WORK INSTRUCTIONS:
Would you copy the self-build register text word for word, starting with "How to qualify" and going on through "make an application?"?

— Start of TEXT SHOWN —

Do I qualify for entry on the register?
The Council holds a register of people who are interested in self build and custom build opportunities in the borough. The Self Build and Custom Housebuilding Act 2015 requires relevant authorities, including Bedford Borough Council, to keep a register of individuals and associations of individuals who are seeking to acquire serviced plots of land for self and custom housebuilding.
The definition and operation of the register is set out in The Self-build and Custom Housebuilding (Register) Regulations 2016 and more information about the purpose of the register can be found in the National Planning Practice Guidance. Importantly The Act requires the Council to have regard to the register when carrying out its functions in relation to planning, housing, regeneration and the disposal of any land owned by the Council. The register is not publicly available.
As at 7 May 2019, there are currently 195 individuals and 1 Association on the register.
How to qualify for entry on the register
To be included on the register you (and in appropriate cases all the individual members of your association) need to meet the following eligibility criteria:
- You must be aged 18 or over
- You must be a British citizen, a national of an EEA State other than the United Kingdom, or a national of Switzerland
- You must want to acquire a serviced plot of land to build a house to occupy as you sole or main home.
How do I make an application?
You can apply to be placed on the register by completing one of the application forms below. Once we have received your completed application we will:
- Determine your application within 28 days of receiving it
- If you are eligible, we will make an entry on the register and let you know that this has been done in writing within 28 days of determining the application. If the application is from an association, we will only notify the lead contact as identified in the application
- If you are not eligible we will write to you to explain the reasons for that decision within 28 days of determining the application. If the application is from an association, we will only notify the lead contact as identified in the application.
Any person who appears on the register may seek removal or amendment of details by submitting an email request to firstname.lastname@example.org or by sending a letter to the Housing Strategy Team at the address below.
Applications for entry on the register can be made online or by downloading and returning a form to email@example.com. If you prefer to download the form print it and return it by post, please send your completed application to The Housing Strategy Team, Bedford Borough Council, Borough Hall, Cauldwell Street, Bedford. MK42 9AP (please attach a stamp).

— End of TEXT SHOWN —
— Start of DATA ENTRIES —

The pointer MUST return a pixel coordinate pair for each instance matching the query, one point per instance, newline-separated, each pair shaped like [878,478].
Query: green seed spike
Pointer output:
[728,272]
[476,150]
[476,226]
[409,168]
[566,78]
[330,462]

— End of DATA ENTRIES —

RIGHT ANSWER:
How to qualify for entry on the register
To be included on the register you (and in appropriate cases all the individual members of your association) need to meet the following eligibility criteria:
- You must be aged 18 or over
- You must be a British citizen, a national of an EEA State other than the United Kingdom, or a national of Switzerland
- You must want to acquire a serviced plot of land to build a house to occupy as you sole or main home.
How do I make an application?